++++ PAGE TEXT ++++

All the four and 12 most abundant phyla and genera, respectively, showed significant differences (p < 0.0001; LME test) in their mean relative proportions across all skin regions and microenvironments, except for Finegoldia (Supplementary Table S3). Skin region pairwise comparisons of the most abundant phyla and genera showed the highest numbers of significant differences (LME test) between CA or FA and other skin regions, while CA – FA showed the lowest number of significantly different taxa (Supplementary Table S3). Accordingly, microenvironment pairwise comparisons of the most abundant phyla and genera showed the highest numbers of significant differences (LME test) between dry and other microenvironment, while moist-oily showed the lowest number of significantly different taxa (Supplementary Table S3).

BB, BE, BT, FA, and CA samples had 586, 613, 777, 1,703, and 2,366 unique ASVs, respectively (Supplementary Figure S2). The five groups shared 455 unique ASVs, while paired groups shared a variable number, ranging from 437 (CA and FA) to 21 ASVs (BB and BE). Only two ASVs (ASV1 and ASV2) of the genera Staphylococcus and Corynebacterium comprised the skin core bacteriome of all samples (90% prevalence) and accounted for 32 and 12.8% of the total reads, respectively. These same genera have also been assigned to the skin core in other studies of different cohorts (Costello et al., 2009; Wang et al., 2021) and may represent the more stable and consistent bacterial members of the skin bacteriota (Backhed et al., 2012; Shade and Handelsman, 2012).

++++

* [WHAT YOU HAVE TO DO]:
Reproduce the skin bacteriome passage above word for word, including every number, abbreviation and citation.

++++ INFORMATION SUPPLIED ++++

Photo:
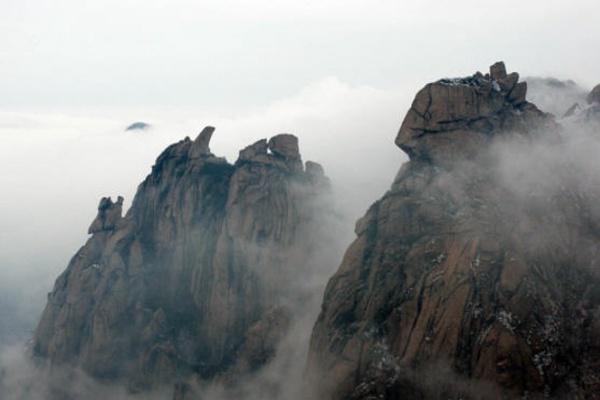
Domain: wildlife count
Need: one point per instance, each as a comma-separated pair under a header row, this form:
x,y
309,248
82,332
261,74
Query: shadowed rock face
x,y
457,285
192,281
452,119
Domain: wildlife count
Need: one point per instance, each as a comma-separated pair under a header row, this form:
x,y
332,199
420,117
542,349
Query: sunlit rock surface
x,y
475,275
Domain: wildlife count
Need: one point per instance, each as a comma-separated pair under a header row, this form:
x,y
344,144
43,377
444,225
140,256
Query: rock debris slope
x,y
476,275
193,281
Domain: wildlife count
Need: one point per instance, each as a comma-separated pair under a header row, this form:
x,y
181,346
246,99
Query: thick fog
x,y
339,75
60,166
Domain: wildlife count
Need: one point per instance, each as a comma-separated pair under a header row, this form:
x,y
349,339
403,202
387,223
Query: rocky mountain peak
x,y
196,281
472,277
109,214
200,146
594,95
451,119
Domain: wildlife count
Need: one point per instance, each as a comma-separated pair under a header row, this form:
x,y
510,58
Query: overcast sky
x,y
216,54
339,74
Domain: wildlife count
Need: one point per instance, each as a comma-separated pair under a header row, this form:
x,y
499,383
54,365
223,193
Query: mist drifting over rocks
x,y
474,275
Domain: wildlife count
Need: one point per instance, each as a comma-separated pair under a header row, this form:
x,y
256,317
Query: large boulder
x,y
473,277
190,284
452,118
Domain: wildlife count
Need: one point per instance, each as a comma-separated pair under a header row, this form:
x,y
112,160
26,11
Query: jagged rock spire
x,y
452,118
200,146
594,96
109,214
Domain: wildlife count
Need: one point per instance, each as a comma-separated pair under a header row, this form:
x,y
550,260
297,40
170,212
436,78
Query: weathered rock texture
x,y
459,283
192,282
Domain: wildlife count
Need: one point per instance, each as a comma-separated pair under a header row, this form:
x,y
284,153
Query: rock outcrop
x,y
462,283
594,95
452,119
192,283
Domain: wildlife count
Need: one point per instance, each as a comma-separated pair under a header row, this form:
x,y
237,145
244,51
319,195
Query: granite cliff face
x,y
476,275
193,282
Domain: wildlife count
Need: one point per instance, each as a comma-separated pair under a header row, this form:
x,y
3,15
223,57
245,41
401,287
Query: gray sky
x,y
339,74
215,54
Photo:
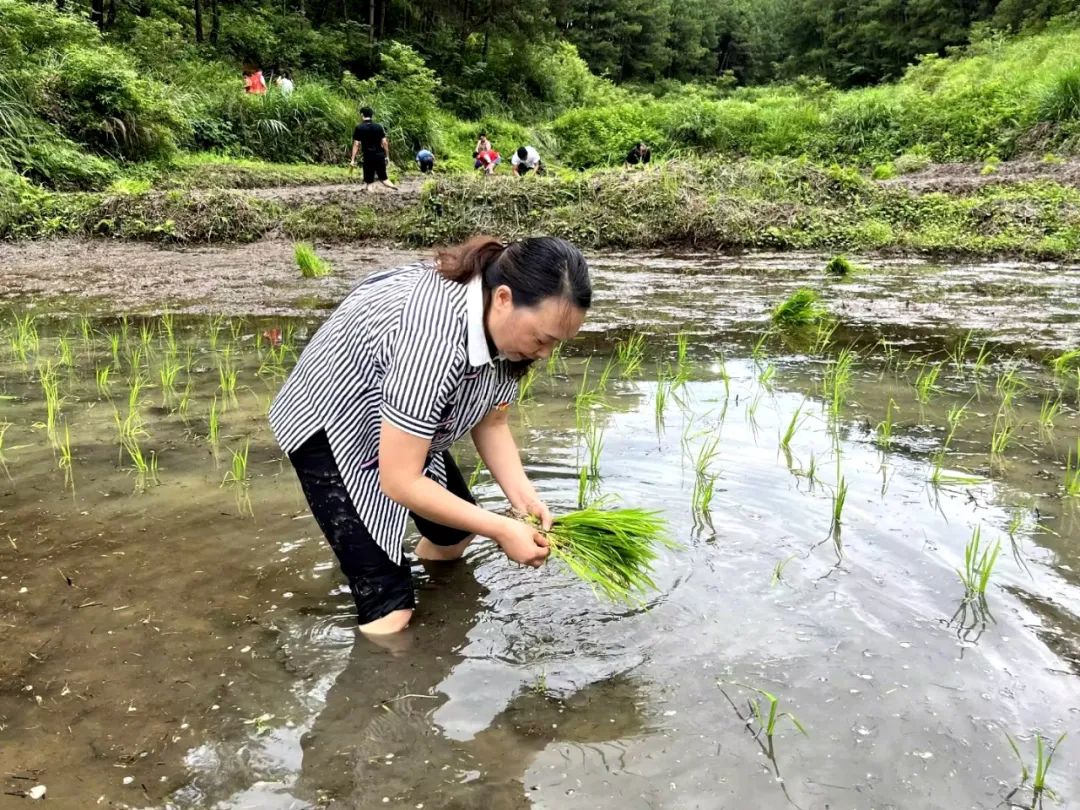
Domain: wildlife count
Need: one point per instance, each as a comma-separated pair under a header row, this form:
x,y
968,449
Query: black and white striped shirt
x,y
406,346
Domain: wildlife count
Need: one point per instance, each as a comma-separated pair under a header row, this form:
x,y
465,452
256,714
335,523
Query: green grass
x,y
311,266
882,433
1043,759
979,563
799,309
615,551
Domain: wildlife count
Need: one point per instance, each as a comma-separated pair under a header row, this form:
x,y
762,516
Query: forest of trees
x,y
848,42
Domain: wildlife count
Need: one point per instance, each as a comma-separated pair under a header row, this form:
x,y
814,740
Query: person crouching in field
x,y
426,161
639,153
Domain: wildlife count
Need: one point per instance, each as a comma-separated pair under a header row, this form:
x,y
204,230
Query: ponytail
x,y
466,261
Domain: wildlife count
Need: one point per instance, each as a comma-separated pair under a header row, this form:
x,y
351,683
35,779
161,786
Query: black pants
x,y
378,584
375,163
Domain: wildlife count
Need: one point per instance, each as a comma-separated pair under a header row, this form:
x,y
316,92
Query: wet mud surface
x,y
176,648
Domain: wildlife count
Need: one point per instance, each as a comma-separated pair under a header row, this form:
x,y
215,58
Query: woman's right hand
x,y
522,542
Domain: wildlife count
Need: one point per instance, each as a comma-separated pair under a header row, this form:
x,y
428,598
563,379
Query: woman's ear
x,y
503,297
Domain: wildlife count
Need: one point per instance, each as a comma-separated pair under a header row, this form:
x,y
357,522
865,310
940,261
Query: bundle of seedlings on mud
x,y
613,550
311,266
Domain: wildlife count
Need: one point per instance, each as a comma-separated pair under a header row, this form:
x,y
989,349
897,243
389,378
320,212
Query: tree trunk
x,y
215,22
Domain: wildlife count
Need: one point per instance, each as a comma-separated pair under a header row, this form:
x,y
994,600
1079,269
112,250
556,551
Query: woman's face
x,y
530,333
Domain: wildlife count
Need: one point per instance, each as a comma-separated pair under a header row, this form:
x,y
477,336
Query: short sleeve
x,y
427,363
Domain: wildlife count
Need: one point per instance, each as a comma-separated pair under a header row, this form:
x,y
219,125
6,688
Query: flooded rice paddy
x,y
176,633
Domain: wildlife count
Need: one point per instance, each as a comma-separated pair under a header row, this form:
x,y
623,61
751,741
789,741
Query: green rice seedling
x,y
1043,758
926,383
213,423
50,388
1049,412
554,360
768,719
682,356
115,347
238,471
839,266
3,460
525,385
311,266
757,351
594,446
65,352
631,354
793,426
823,337
1066,362
145,466
766,377
1072,473
167,373
146,335
958,354
1002,436
185,401
102,377
613,551
839,498
169,329
977,566
800,309
838,381
65,459
660,403
882,433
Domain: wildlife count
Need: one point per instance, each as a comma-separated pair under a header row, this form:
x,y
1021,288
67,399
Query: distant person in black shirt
x,y
372,138
639,153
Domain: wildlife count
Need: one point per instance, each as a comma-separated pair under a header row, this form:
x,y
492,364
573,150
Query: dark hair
x,y
535,269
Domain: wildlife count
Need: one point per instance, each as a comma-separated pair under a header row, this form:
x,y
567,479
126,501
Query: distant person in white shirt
x,y
525,160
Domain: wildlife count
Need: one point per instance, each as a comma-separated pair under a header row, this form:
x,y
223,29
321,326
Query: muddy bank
x,y
1030,307
744,205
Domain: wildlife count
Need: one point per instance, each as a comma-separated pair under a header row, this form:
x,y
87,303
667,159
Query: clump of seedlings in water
x,y
882,433
839,266
631,354
311,266
239,477
800,309
1043,758
613,551
1072,473
977,567
926,383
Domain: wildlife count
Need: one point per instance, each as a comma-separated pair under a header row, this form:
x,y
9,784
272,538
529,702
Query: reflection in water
x,y
377,737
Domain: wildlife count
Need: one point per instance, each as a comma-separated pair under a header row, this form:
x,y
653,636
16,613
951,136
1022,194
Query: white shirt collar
x,y
478,352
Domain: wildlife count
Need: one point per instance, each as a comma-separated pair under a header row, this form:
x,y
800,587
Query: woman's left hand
x,y
539,510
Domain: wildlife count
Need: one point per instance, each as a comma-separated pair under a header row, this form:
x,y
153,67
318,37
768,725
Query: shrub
x,y
96,96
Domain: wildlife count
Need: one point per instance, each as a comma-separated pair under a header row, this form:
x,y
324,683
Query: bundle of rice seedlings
x,y
612,550
311,266
800,309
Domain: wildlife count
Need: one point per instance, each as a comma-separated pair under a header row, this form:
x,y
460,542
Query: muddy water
x,y
186,640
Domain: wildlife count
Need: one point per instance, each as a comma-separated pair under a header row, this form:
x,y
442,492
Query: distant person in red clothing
x,y
487,160
254,82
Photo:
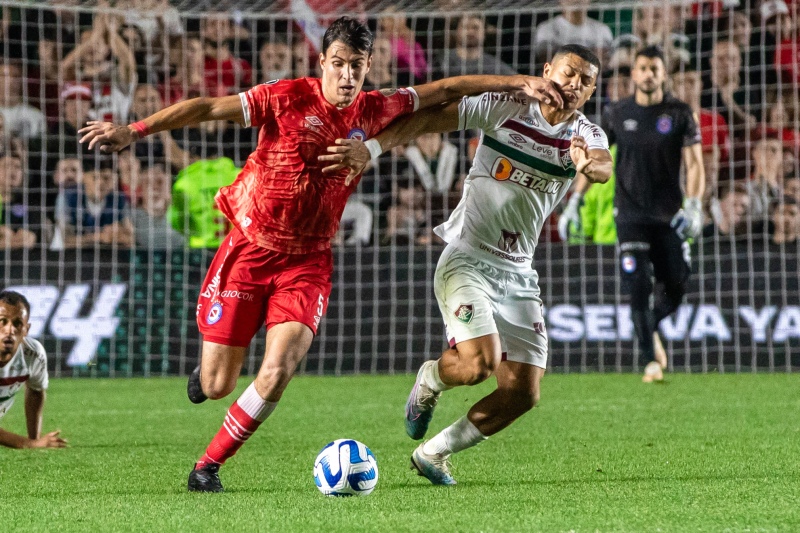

++++

* [ANSWER TO THE EXERCISE]:
All the four and 12 most abundant phyla and genera, respectively, showed significant differences (p < 0.0001; LME test) in their mean relative proportions across all skin regions and microenvironments, except for Finegoldia (Supplementary Table S3). Skin region pairwise comparisons of the most abundant phyla and genera showed the highest numbers of significant differences (LME test) between CA or FA and other skin regions, while CA – FA showed the lowest number of significantly different taxa (Supplementary Table S3). Accordingly, microenvironment pairwise comparisons of the most abundant phyla and genera showed the highest numbers of significant differences (LME test) between dry and other microenvironment, while moist-oily showed the lowest number of significantly different taxa (Supplementary Table S3).

BB, BE, BT, FA, and CA samples had 586, 613, 777, 1,703, and 2,366 unique ASVs, respectively (Supplementary Figure S2). The five groups shared 455 unique ASVs, while paired groups shared a variable number, ranging from 437 (CA and FA) to 21 ASVs (BB and BE). Only two ASVs (ASV1 and ASV2) of the genera Staphylococcus and Corynebacterium comprised the skin core bacteriome of all samples (90% prevalence) and accounted for 32 and 12.8% of the total reads, respectively. These same genera have also been assigned to the skin core in other studies of different cohorts (Costello et al., 2009; Wang et al., 2021) and may represent the more stable and consistent bacterial members of the skin bacteriota (Backhed et al., 2012; Shade and Handelsman, 2012).